(Items from a dataset)
◇ ◇ ◇ ◇

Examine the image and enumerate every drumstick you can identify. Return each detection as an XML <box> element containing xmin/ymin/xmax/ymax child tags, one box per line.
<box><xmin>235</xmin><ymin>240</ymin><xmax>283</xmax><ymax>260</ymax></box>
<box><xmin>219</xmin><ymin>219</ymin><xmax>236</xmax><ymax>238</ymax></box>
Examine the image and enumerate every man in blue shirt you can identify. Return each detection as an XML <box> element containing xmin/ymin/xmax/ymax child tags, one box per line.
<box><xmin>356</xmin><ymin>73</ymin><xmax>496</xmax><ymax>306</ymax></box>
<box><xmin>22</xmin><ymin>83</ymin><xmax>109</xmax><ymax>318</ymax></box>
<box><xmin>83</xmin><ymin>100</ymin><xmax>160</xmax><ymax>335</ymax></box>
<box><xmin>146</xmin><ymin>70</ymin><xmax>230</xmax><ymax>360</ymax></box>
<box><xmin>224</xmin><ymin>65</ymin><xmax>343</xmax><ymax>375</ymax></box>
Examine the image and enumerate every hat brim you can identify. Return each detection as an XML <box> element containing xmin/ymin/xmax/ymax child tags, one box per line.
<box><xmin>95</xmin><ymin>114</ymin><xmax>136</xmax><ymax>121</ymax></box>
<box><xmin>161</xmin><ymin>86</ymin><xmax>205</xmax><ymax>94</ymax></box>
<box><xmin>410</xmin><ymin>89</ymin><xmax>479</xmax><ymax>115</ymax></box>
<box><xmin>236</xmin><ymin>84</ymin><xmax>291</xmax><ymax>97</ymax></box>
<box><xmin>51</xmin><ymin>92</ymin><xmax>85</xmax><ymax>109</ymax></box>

◇ ◇ ◇ ◇

Please print the records above exactly, leaving nothing out.

Examine the image and enumerate every drumstick you can identify. Return each detection as an XML <box> element containing xmin/ymin/xmax/ymax child tags, one box per line.
<box><xmin>235</xmin><ymin>240</ymin><xmax>283</xmax><ymax>260</ymax></box>
<box><xmin>219</xmin><ymin>219</ymin><xmax>236</xmax><ymax>238</ymax></box>
Examine the image and enumerate every man in blue shirt you can identify. Return each detection as an XML <box> element containing xmin/ymin/xmax/ymax child tags, one box per line.
<box><xmin>356</xmin><ymin>73</ymin><xmax>496</xmax><ymax>306</ymax></box>
<box><xmin>22</xmin><ymin>83</ymin><xmax>109</xmax><ymax>318</ymax></box>
<box><xmin>83</xmin><ymin>100</ymin><xmax>160</xmax><ymax>335</ymax></box>
<box><xmin>146</xmin><ymin>70</ymin><xmax>230</xmax><ymax>360</ymax></box>
<box><xmin>224</xmin><ymin>65</ymin><xmax>343</xmax><ymax>375</ymax></box>
Examine the image and enumerate every hat brim you can identify. Return each detection as an XML <box> element containing xmin/ymin/xmax/ymax child tags, one box per line.
<box><xmin>95</xmin><ymin>114</ymin><xmax>136</xmax><ymax>121</ymax></box>
<box><xmin>161</xmin><ymin>86</ymin><xmax>205</xmax><ymax>94</ymax></box>
<box><xmin>410</xmin><ymin>89</ymin><xmax>479</xmax><ymax>115</ymax></box>
<box><xmin>236</xmin><ymin>84</ymin><xmax>291</xmax><ymax>97</ymax></box>
<box><xmin>51</xmin><ymin>92</ymin><xmax>85</xmax><ymax>109</ymax></box>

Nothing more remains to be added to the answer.